== Items in a dataset ==
==*==

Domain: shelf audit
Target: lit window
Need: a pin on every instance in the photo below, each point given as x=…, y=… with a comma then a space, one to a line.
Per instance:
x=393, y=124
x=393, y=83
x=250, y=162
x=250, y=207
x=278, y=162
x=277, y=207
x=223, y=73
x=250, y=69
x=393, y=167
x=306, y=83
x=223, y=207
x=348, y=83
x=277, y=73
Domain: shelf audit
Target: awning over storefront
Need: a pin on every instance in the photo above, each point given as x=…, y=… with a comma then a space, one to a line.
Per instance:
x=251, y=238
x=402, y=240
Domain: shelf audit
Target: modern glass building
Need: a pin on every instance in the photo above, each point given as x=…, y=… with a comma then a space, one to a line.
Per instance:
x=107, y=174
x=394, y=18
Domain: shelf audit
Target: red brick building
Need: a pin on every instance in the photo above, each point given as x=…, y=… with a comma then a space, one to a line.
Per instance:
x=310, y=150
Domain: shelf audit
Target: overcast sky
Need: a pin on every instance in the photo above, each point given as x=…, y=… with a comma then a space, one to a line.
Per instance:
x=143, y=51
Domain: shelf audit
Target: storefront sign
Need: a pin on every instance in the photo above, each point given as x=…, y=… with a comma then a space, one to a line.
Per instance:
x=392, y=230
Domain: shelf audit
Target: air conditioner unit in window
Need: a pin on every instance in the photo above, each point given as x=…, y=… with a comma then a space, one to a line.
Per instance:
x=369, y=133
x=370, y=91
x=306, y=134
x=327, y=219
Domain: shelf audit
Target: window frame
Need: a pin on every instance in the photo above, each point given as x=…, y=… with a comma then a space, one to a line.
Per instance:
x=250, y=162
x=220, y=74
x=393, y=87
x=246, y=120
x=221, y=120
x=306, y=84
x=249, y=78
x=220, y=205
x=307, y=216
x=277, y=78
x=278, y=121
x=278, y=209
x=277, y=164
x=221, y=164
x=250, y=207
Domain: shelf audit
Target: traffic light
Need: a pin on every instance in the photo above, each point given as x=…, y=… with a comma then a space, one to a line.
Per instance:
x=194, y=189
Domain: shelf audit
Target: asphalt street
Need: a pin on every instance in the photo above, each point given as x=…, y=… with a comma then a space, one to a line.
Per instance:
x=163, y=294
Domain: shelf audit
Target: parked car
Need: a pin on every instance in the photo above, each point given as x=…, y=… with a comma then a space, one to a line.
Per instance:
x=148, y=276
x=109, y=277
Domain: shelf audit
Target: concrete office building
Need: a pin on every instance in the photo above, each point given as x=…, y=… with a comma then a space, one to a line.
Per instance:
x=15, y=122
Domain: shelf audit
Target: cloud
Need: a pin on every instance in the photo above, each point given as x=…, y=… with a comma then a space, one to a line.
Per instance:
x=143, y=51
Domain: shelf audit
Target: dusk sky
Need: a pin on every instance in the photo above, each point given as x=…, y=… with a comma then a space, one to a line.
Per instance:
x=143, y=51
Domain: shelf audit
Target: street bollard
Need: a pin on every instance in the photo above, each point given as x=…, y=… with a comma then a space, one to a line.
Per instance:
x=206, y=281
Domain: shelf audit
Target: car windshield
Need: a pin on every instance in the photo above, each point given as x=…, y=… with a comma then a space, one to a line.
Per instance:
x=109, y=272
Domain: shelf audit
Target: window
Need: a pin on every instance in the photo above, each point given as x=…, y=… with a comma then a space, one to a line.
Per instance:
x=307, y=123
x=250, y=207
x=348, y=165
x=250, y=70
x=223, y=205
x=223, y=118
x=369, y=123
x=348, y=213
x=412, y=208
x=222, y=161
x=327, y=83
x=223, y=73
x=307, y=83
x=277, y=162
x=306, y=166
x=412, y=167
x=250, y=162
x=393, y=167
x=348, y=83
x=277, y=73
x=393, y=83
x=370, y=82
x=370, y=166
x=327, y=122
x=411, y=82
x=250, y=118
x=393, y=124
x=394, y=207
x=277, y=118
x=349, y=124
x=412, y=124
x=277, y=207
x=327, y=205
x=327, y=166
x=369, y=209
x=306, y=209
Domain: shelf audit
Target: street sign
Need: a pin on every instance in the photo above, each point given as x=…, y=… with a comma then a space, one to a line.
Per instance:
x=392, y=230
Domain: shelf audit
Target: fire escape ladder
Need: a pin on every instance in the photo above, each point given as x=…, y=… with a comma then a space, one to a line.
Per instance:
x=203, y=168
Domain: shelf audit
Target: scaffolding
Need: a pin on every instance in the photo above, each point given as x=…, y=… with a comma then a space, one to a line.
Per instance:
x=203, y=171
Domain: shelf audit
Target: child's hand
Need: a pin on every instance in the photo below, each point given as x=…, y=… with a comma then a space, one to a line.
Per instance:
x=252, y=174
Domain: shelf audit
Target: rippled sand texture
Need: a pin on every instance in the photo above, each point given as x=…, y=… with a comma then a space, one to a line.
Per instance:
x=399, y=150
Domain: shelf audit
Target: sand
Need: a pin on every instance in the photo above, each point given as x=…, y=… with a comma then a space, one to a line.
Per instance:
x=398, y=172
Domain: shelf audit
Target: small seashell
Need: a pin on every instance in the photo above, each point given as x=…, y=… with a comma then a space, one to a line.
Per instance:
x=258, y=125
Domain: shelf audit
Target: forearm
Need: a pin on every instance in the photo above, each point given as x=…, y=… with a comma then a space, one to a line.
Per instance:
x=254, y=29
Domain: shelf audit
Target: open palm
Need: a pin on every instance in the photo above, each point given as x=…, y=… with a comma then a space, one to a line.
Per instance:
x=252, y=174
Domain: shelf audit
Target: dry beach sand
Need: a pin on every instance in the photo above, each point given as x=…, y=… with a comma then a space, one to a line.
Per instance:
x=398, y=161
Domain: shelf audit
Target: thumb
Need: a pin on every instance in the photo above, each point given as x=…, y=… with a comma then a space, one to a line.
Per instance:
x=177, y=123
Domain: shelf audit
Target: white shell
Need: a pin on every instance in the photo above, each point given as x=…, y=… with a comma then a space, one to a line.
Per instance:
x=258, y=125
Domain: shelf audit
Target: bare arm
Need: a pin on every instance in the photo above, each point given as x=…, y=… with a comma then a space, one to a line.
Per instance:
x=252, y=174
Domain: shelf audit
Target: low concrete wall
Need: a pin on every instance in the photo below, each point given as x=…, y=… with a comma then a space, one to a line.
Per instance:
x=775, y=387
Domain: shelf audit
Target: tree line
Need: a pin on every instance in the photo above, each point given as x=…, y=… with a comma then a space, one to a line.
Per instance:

==*==

== The task ==
Copy all of the records above line for line, without changing anything.

== Full answer ==
Domain: shelf audit
Target: lit window
Need: a pin on every instance in the photo below, each point given as x=…, y=… with a comma then a space, one to a line.
Per instance:
x=393, y=124
x=393, y=83
x=250, y=162
x=250, y=207
x=278, y=162
x=277, y=207
x=223, y=73
x=250, y=69
x=393, y=167
x=306, y=83
x=223, y=207
x=348, y=83
x=277, y=73
Domain: shelf audit
Target: awning over storefront
Need: a pin on every instance in the photo above, each point given as x=…, y=… with a comma then a space, one to a line.
Per instance:
x=251, y=238
x=402, y=240
Domain: shelf audit
Target: modern glass building
Need: a pin on every instance in the photo above, each point given as x=…, y=… with a comma then a space, one to a line.
Per instance:
x=107, y=174
x=394, y=18
Domain: shelf audit
Target: red brick building
Need: a pin on every instance in the photo above, each point given as x=…, y=… with a comma then a space, one to a line.
Per instance:
x=310, y=150
Domain: shelf audit
Target: overcast sky
Need: a pin on every instance in the photo above, each point given as x=…, y=… with a comma then a space, one to a line.
Per instance:
x=143, y=51
Domain: shelf audit
Target: storefront sign
Need: a pin on every instance in the photo above, each point given as x=…, y=… with a comma then a space, one to a line.
Per instance:
x=392, y=230
Domain: shelf audit
Target: air conditioner unit in window
Need: a pin on every instance in the photo above, each point given as x=…, y=… with a comma then a space, one to a line.
Per instance:
x=369, y=133
x=370, y=91
x=306, y=134
x=327, y=219
Domain: shelf audit
Target: window frame
Need: a pin on every instance in the photo above, each point given as x=…, y=… with a comma then a space, one to a line.
Per instance:
x=250, y=162
x=220, y=74
x=393, y=87
x=246, y=120
x=221, y=120
x=306, y=84
x=249, y=78
x=220, y=205
x=307, y=216
x=277, y=78
x=278, y=121
x=278, y=209
x=277, y=164
x=221, y=164
x=250, y=207
Domain: shelf audit
Target: traffic light
Need: a pin on every instance in the photo above, each point given as x=…, y=… with a comma then a space, one to a line.
Per instance:
x=194, y=189
Domain: shelf audit
Target: asphalt street
Need: a pin on every instance in the photo above, each point given as x=…, y=… with a comma then a space, one to a line.
Per instance:
x=163, y=294
Domain: shelf audit
Target: parked car
Need: a pin on every instance in the photo above, each point given as x=…, y=… with a comma then a space, one to a line.
Per instance:
x=148, y=276
x=109, y=277
Domain: shelf audit
Target: concrete office building
Need: a pin on every instance in the photo above, each point given as x=…, y=… with a comma then a space, one to a line.
Per instance:
x=15, y=122
Domain: shelf audit
Target: cloud
Need: a pin on every instance in the photo above, each point given as x=…, y=… with a comma then a space, one to a line.
Per instance:
x=143, y=51
Domain: shelf audit
Target: dusk sky
Need: a pin on every instance in the photo above, each point given as x=…, y=… with a comma then a space, one to a line.
Per instance:
x=143, y=51
Domain: shelf audit
Target: street bollard
Need: a pin on every instance in the photo above, each point given as x=…, y=… with a comma then a space, one to a line.
Per instance:
x=206, y=281
Domain: shelf audit
Target: car windshield
Need: a pin on every instance in the photo above, each point given as x=…, y=… with a comma then a space, one to a line.
Per instance:
x=109, y=272
Domain: shelf audit
Target: window
Need: a pin on every instance in the photo above, each point given as x=…, y=… with a comma then a space, one to a line.
Per instance:
x=307, y=123
x=250, y=207
x=348, y=165
x=250, y=70
x=223, y=205
x=223, y=118
x=369, y=123
x=348, y=213
x=412, y=208
x=222, y=161
x=327, y=83
x=223, y=73
x=307, y=83
x=277, y=162
x=306, y=166
x=412, y=167
x=250, y=162
x=393, y=167
x=348, y=83
x=277, y=73
x=393, y=83
x=370, y=82
x=370, y=166
x=327, y=122
x=411, y=82
x=250, y=118
x=393, y=124
x=394, y=207
x=277, y=118
x=349, y=124
x=412, y=124
x=277, y=207
x=327, y=205
x=327, y=166
x=369, y=209
x=306, y=209
Domain: shelf audit
Target: street sign
Need: a pin on every instance in the photo above, each point given as x=…, y=… with a comma then a space, one to a line.
Per instance:
x=392, y=230
Domain: shelf audit
Target: fire escape ladder
Need: a pin on every instance in the photo above, each point given as x=…, y=… with a comma then a space, one to a line.
Per instance:
x=203, y=168
Domain: shelf audit
Target: scaffolding
Need: a pin on every instance in the photo above, each point given as x=…, y=… with a comma then a space, one to a line.
Per instance:
x=203, y=171
Domain: shelf audit
Target: child's hand
Need: a pin on every instance in the photo below, each point given as x=…, y=… with a comma then a space, one to a line.
Per instance:
x=252, y=174
Domain: shelf audit
Target: rippled sand texture
Need: a pin on every instance in the photo above, each point given as x=…, y=… with a comma then a space, one to a line.
Per instance:
x=399, y=150
Domain: shelf audit
Target: sand
Need: a pin on every instance in the photo above, each point given as x=…, y=… with a comma then a space, one to a line.
Per instance:
x=398, y=172
Domain: shelf audit
Target: small seashell
Need: a pin on every instance in the photo above, each point given as x=…, y=… with a comma then a space, one to a line.
Per instance:
x=258, y=125
Domain: shelf audit
Target: forearm
Need: a pin on every instance in the photo above, each point given as x=…, y=… with a comma then a space, one to a line.
Per instance:
x=254, y=29
Domain: shelf audit
Target: open palm
Need: a pin on every instance in the photo above, each point given as x=…, y=… with a comma then a space, one to a line.
Per instance:
x=252, y=174
Domain: shelf audit
Target: dry beach sand
Need: a pin on every instance in the photo above, each point given as x=…, y=… with a comma then a space, one to a line.
Per instance:
x=398, y=161
Domain: shelf audit
Target: thumb
Need: a pin on every instance in the photo above, each point given as x=…, y=… with a comma then a space, one to a line.
Per instance:
x=177, y=123
Domain: shelf audit
Target: white shell
Need: a pin on every instance in the photo above, each point given as x=…, y=… with a comma then a space, one to a line.
Per instance:
x=258, y=125
Domain: shelf audit
Target: bare arm
Need: a pin on every instance in the photo above, each point given as x=…, y=… with a comma then a space, one to a line.
Per instance:
x=252, y=174
Domain: shelf audit
Target: low concrete wall
Need: a pin on every instance in the photo below, each point given as x=…, y=… with a comma then a space, one to a line.
Per instance:
x=775, y=387
Domain: shelf audit
Target: tree line
Need: a pin on every instance in the photo above, each point given as x=…, y=… with a comma then a space, one to a line.
Per instance:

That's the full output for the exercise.